Copy nothing from the entries below except the lines from the one containing "Query: diamond" through the one containing "Query: gold ring", and copy those exactly.

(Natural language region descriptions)
━━━

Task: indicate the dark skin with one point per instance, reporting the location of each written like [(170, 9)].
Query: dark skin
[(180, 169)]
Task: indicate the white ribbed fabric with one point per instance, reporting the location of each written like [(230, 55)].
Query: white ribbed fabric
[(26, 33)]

━━━

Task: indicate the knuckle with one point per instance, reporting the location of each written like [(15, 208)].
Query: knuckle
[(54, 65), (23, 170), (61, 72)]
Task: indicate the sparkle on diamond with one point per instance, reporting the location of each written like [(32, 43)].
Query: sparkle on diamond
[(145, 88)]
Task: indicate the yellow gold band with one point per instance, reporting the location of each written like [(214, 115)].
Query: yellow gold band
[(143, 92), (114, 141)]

━━━

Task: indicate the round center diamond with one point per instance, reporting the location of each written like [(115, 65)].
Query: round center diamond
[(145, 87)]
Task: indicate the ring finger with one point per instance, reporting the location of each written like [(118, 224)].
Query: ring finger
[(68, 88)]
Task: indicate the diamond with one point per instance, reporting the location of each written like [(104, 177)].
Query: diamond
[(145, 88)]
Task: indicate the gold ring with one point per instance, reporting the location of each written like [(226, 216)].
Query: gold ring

━━━

YOUR RESPONSE:
Query: diamond
[(145, 88)]
Task: indicate the gold ring with one point per instance, reporting the location of each written like [(226, 216)].
Query: gold ring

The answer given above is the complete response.